* _Vorliegender Text_:
▽
Schwammige Resolution

Die SPD-Europaabgeordnete Maria Noichl hat im Parlament gegen den Vorschlag ihres Parteikollegen zu TTIP gestimmt

  • Lesedauer: 5 Min.
Maria Noichl ist seit 2014 Europaabgeordenete der SPD aus Bayern. Die erklärte TTIP-Kritikerin lehnt den Kompromiss zu Sonderklagerechten für Konzerne ab. Haidy Damm sprach mit der Sozialdemokratin über freie oder faire Handelsbedingungen, Lobbygruppen und das mögliche Ende von CETA.

Sie haben im EU-Parlament den Kompromissvorschlag für eine Resolution zu TTIP abgelehnt, auch wegen Ihrer Kritik an Schiedsgerichten. Warum lehnen Sie ISDS ab?
△
* _Einträge im Datensatz_:
▽
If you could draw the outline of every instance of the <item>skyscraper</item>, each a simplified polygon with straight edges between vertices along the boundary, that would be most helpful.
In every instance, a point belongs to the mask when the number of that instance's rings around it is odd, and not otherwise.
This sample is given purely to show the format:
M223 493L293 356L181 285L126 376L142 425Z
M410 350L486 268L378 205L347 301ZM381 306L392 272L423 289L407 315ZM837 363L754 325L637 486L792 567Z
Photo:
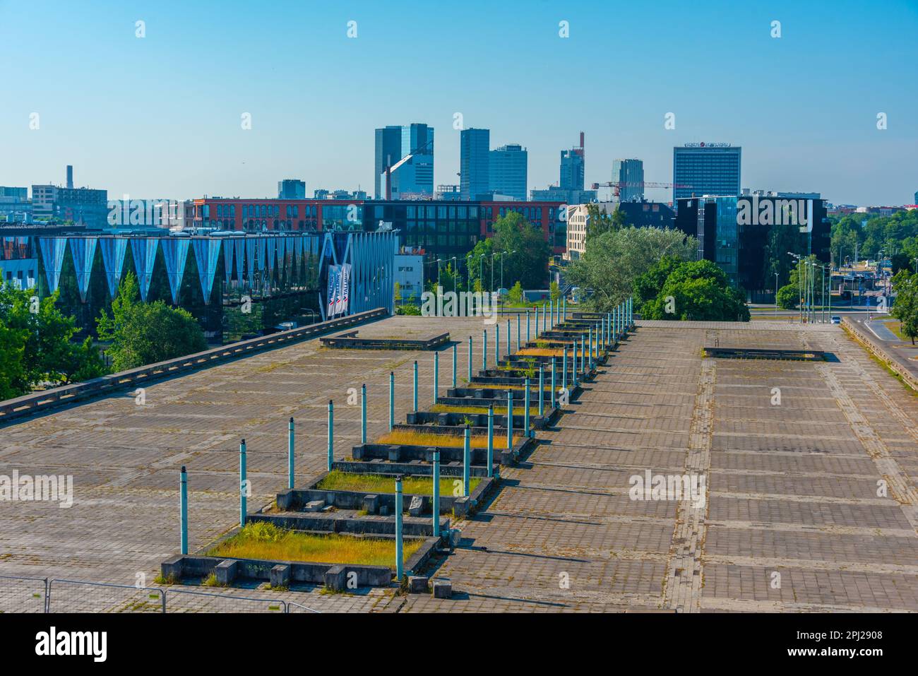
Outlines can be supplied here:
M386 168L391 198L432 197L433 128L416 122L376 130L374 185L377 199L389 197Z
M487 192L489 130L467 129L459 133L459 188L463 199L476 199Z
M612 183L619 186L619 199L640 202L644 199L644 163L641 160L612 160Z
M278 199L306 199L306 182L298 178L285 178L277 182Z
M519 144L504 145L488 152L488 190L525 200L528 163L529 153Z
M561 151L561 180L558 186L568 190L583 190L584 151L583 132L580 146Z
M729 143L686 143L673 148L673 205L692 196L740 194L743 149Z

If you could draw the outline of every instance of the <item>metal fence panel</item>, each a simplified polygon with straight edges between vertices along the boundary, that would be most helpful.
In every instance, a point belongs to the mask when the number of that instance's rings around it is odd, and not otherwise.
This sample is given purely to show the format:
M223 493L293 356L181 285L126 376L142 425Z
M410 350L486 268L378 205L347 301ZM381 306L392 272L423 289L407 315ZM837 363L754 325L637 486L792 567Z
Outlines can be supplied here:
M280 599L259 599L191 590L170 589L165 592L166 613L286 613Z
M52 580L50 613L163 613L162 590L107 582Z
M47 578L0 575L0 613L44 613Z

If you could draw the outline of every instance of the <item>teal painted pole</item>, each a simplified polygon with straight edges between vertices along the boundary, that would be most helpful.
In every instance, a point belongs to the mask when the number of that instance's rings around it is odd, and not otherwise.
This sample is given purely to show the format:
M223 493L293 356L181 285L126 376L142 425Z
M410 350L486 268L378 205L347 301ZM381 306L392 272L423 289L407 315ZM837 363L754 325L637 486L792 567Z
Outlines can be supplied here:
M522 432L525 436L532 436L529 431L529 378L526 378L525 386L526 391L522 396Z
M507 450L513 447L513 390L507 390Z
M487 406L487 476L494 476L494 404Z
M402 495L401 477L396 477L396 581L401 584L402 575Z
M472 382L472 336L468 337L468 381Z
M245 525L245 515L248 513L249 498L246 495L248 484L246 483L245 467L245 439L239 445L239 524Z
M331 463L335 460L335 405L329 400L329 462L328 470L331 471Z
M552 389L548 393L548 408L554 408L554 357L552 357Z
M396 374L389 371L389 432L396 424Z
M462 445L462 494L468 497L469 476L471 474L470 466L472 464L472 431L465 425L465 432L463 437Z
M414 360L414 377L412 378L412 382L414 383L414 389L413 389L411 403L413 404L414 408L411 410L417 412L418 411L418 360L417 359Z
M188 473L185 465L179 475L178 523L181 531L182 554L188 553Z
M561 363L561 387L567 389L567 345L565 345L565 358Z
M366 385L360 386L360 443L366 444Z
M433 353L433 403L437 403L437 394L440 392L440 353Z
M433 452L433 536L440 537L440 451Z
M545 414L545 368L539 365L539 416Z
M294 432L293 432L293 418L287 422L287 488L293 488L293 477L294 477Z

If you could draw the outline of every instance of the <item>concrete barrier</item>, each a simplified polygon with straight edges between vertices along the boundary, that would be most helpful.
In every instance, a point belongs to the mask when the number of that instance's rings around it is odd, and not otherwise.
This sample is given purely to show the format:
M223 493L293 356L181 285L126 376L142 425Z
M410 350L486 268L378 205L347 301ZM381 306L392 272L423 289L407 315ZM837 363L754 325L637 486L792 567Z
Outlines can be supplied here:
M861 331L857 324L849 320L847 317L842 318L842 328L850 333L855 340L864 345L869 353L883 362L883 364L885 364L892 371L897 373L902 378L903 383L908 385L912 389L918 390L918 377L916 377L904 365L901 364L895 355L887 352L886 348L883 347L876 338L873 338L868 335L866 332Z

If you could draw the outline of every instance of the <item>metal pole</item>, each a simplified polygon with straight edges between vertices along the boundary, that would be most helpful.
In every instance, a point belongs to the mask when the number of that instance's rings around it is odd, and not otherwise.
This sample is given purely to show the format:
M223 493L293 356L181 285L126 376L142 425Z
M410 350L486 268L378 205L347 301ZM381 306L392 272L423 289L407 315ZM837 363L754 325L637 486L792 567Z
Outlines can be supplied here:
M389 432L396 424L396 374L389 371Z
M513 447L513 390L507 390L507 450Z
M329 462L327 469L331 471L335 459L335 405L329 400Z
M294 436L293 436L293 418L287 422L287 488L293 488L293 476L294 476L294 457L293 457L293 448L294 448Z
M565 358L561 362L561 387L567 389L567 345L565 345Z
M542 369L539 369L540 373ZM522 399L522 432L524 436L532 436L529 431L529 378L526 378L526 392Z
M440 353L433 353L433 403L437 403L437 394L440 392Z
M440 451L433 452L433 536L440 537Z
M472 382L472 336L468 337L468 381Z
M481 370L487 368L487 329L481 332ZM469 382L472 379L469 378Z
M366 444L366 385L360 386L360 443Z
M396 581L401 584L402 570L401 477L396 477Z
M545 414L545 369L539 365L539 416Z
M245 439L239 445L239 524L245 525L245 515L248 513L248 490L245 467Z
M414 370L414 376L413 376L412 381L414 383L414 388L413 388L413 394L412 394L412 398L411 398L411 404L412 404L413 408L411 410L414 411L415 412L417 412L418 411L418 360L417 359L414 360L414 368L413 368L413 370Z
M185 465L179 475L178 523L181 531L182 554L188 553L188 473Z
M494 476L494 404L487 406L487 476Z
M554 357L552 357L552 389L548 393L548 408L554 408Z
M462 450L462 494L468 497L470 466L472 464L472 431L465 425Z

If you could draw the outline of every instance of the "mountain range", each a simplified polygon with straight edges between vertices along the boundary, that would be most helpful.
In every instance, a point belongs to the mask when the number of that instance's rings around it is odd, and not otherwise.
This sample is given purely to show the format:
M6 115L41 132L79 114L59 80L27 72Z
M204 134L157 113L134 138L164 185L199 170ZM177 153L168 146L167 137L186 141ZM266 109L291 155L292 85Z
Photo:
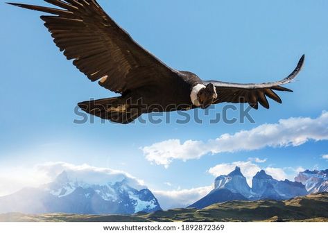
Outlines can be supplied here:
M128 178L109 182L107 176L90 174L64 171L51 183L0 197L0 213L134 214L162 210L149 189L134 185ZM217 177L214 189L189 207L203 209L233 200L283 200L328 191L328 169L307 170L295 180L277 180L261 170L252 178L250 187L236 166Z
M63 171L51 183L1 197L0 212L132 214L162 209L150 190L137 190L126 179L90 184L78 175Z
M253 177L252 185L250 187L241 169L236 166L228 175L217 177L214 181L214 189L189 207L202 209L217 202L235 200L287 200L328 191L325 180L327 174L325 171L306 171L300 173L295 178L296 181L291 182L288 180L277 180L261 170Z

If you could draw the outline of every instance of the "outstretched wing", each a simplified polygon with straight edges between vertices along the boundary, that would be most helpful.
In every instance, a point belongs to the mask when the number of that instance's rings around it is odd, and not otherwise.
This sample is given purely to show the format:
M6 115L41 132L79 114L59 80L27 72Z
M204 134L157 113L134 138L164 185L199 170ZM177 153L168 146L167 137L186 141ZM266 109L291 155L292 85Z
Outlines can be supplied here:
M10 4L51 14L41 19L55 44L92 81L122 94L177 78L178 71L139 46L96 0L44 1L60 8Z
M205 85L213 83L216 88L218 98L214 103L248 103L250 106L257 109L259 103L266 108L269 108L269 103L266 96L282 103L282 99L274 90L290 92L292 90L281 85L291 83L301 70L305 56L303 55L295 70L286 78L275 83L239 84L218 81L205 81Z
△
* _Zu erledigende Aufgaben_:
1. Kopieren Sie aus dem Text über Maria Noichl den Abschnitt zwischen „Die SPD-Europaabgeordnete Maria“ und „Ende von CETA.“ wortgetreu, beide Stellen eingeschlossen.
2. Wer hat laut dem Text über Maria Noichl mit ihr gesprochen?

* _Antworten zur Übung_:
1.
Die SPD-Europaabgeordnete Maria Noichl hat im Parlament gegen den Vorschlag ihres Parteikollegen zu TTIP gestimmt

  • Lesedauer: 5 Min.
Maria Noichl ist seit 2014 Europaabgeordenete der SPD aus Bayern. Die erklärte TTIP-Kritikerin lehnt den Kompromiss zu Sonderklagerechten für Konzerne ab. Haidy Damm sprach mit der Sozialdemokratin über freie oder faire Handelsbedingungen, Lobbygruppen und das mögliche Ende von CETA.

2. Mit ihr sprach Haidy Damm.